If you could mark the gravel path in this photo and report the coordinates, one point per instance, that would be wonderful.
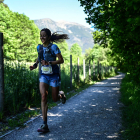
(94, 114)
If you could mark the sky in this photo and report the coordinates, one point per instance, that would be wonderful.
(57, 10)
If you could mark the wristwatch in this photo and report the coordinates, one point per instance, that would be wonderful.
(50, 62)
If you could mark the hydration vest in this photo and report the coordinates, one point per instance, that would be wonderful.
(49, 56)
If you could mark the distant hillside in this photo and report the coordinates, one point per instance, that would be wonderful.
(77, 32)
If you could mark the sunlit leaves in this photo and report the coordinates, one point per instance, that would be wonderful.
(21, 35)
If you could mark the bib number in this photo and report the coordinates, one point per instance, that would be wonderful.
(47, 69)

| Required work |
Each line of the data should be quoted exactly, with pictures left out.

| Reply to the task |
If you could mark the gravel path in this photo and report the coordinates, one point per instance, that would be wonderful.
(94, 114)
If you could mark the sky in this photo and report the coordinates, one point per instance, that would be wonderful.
(57, 10)
If you could mark the wristwatch in this photo and report the coordinates, one point per instance, that would be wonderful.
(50, 62)
If you could mark the hydration vest in this photo and report the coordinates, one point per instance, that would be wonderful.
(49, 56)
If you could mark the distant hillside in this photo and report the coordinates, one point per instance, that would be wonderful.
(77, 32)
If you could mark the sunlit leaves in this photo and report the coordinates, one point per instance, that would be wonderful.
(21, 35)
If you could mark the bib number in this photo and report the coordinates, one point per instance, that would be wonderful.
(47, 69)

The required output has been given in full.